Passage provided ▸
══════════

Probably her most tightly plotted and narrative-driven novel to date, the book is a relentless machine that you just cannot stop reading. I started it over a weekend but stopped about a third from the end on Sunday as it was so intense, with the result I had a rather grumpy Monday, as I just wanted to abandon work to find out how it fucking ended.
The multiverse is a path well-trodden by genre writers, from Dave Hutchinson to Blake Crouch and William Gibson (who had a similar concept of ‘body swapping’ in ‘The Peripheral’). It is ironic that ‘Zoo City’ was published in the shadow of ‘District 9’, as ‘Bridge’ is similarly overshadowed by ‘Everything Everywhere All At Once’.
Beukes wisely introduces her McGuffin within the first couple of pages. With virtually no info dumping, we are immediately plunged into the heart of the story. It is clear from the get-go that the real focus is the characters. And it must be said that Dom is one of the best Beukes has ever put on the page.
Though the challenge of a non-binary character is that, being human, and to picture a fictional person in your head, one automatically assigns a gender congruent to your own. At least I tend to do so. It is a difficult problem for a writer to deal with given the limitations of the English language, but Beukes really nails the character of Dom.

══════════

Stored entries
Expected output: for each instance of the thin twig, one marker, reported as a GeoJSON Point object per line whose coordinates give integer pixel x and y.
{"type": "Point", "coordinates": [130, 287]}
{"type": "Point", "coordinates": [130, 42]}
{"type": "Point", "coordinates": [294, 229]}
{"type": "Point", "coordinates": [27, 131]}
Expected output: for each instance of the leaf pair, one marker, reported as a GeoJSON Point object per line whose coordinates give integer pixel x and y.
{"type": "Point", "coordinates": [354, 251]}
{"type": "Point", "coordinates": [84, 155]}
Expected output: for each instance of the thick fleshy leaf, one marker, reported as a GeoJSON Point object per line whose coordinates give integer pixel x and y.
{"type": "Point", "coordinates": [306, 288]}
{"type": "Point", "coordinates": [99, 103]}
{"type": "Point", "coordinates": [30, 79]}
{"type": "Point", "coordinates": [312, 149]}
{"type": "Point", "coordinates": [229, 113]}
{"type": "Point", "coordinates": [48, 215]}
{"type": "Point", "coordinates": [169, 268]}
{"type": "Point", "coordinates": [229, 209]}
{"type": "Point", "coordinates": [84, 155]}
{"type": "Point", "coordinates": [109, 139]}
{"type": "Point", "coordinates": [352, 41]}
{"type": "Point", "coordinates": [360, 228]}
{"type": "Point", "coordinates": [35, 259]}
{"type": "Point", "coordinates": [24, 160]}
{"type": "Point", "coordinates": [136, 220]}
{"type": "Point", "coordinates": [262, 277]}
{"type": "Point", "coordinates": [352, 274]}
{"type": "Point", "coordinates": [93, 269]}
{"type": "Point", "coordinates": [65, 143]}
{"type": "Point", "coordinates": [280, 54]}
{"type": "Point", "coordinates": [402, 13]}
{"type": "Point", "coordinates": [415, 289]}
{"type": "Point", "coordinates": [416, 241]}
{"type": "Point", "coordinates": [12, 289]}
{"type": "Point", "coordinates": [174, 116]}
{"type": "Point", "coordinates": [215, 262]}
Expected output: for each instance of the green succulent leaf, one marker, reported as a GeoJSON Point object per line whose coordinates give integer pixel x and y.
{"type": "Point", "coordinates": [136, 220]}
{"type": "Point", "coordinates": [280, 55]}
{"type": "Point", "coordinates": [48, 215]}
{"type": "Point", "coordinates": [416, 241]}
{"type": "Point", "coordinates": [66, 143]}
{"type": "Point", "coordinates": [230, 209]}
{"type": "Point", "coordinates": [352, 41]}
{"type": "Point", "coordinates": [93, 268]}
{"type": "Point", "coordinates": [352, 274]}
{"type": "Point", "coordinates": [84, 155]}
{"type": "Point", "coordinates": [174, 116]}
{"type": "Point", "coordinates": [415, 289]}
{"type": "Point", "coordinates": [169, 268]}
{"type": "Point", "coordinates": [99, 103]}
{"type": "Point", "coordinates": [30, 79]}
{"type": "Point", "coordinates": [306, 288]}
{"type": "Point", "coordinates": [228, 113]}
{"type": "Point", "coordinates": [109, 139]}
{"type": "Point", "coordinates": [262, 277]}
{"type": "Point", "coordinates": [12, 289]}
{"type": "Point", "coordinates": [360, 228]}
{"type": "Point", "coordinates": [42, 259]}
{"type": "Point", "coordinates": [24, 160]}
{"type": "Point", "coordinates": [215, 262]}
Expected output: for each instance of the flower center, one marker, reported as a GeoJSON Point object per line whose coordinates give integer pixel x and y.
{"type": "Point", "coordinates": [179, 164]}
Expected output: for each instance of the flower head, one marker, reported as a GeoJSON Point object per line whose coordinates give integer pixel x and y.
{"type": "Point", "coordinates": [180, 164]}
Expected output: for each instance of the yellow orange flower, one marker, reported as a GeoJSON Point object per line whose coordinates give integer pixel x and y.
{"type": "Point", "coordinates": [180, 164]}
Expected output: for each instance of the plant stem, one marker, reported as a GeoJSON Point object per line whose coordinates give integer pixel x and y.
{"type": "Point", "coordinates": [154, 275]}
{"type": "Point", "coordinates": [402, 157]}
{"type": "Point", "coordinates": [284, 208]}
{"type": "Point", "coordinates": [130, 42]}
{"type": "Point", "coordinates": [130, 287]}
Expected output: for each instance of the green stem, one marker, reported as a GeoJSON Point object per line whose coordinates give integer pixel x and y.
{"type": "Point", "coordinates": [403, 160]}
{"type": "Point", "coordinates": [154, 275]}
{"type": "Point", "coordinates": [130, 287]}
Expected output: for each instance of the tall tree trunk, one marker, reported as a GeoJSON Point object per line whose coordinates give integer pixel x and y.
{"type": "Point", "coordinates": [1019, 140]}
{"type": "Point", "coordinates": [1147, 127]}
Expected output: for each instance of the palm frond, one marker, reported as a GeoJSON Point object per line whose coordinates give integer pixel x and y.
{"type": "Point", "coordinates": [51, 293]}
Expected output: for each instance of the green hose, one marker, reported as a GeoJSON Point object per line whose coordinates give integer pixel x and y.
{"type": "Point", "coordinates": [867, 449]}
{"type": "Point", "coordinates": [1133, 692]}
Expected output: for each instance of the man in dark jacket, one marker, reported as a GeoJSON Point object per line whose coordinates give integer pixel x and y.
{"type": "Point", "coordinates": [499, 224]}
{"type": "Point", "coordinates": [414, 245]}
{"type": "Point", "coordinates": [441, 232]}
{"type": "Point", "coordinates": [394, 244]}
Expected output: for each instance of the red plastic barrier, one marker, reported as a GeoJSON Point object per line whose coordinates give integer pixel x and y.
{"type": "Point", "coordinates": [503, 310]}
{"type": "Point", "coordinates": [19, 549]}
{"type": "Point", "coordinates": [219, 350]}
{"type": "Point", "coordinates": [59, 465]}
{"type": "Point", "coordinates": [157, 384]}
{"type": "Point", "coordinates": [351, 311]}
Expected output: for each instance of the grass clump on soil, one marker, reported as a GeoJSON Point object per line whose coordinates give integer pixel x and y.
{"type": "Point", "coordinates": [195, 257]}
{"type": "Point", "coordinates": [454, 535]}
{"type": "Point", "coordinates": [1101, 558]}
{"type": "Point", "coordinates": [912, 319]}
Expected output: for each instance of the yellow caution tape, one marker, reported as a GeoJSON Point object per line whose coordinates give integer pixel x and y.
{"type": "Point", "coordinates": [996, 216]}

══════════

Write out the part of the book review that begins at the words "Probably her most" and stops after "it fucking ended.". The listing isn't needed for any of this.

Result ▸
Probably her most tightly plotted and narrative-driven novel to date, the book is a relentless machine that you just cannot stop reading. I started it over a weekend but stopped about a third from the end on Sunday as it was so intense, with the result I had a rather grumpy Monday, as I just wanted to abandon work to find out how it fucking ended.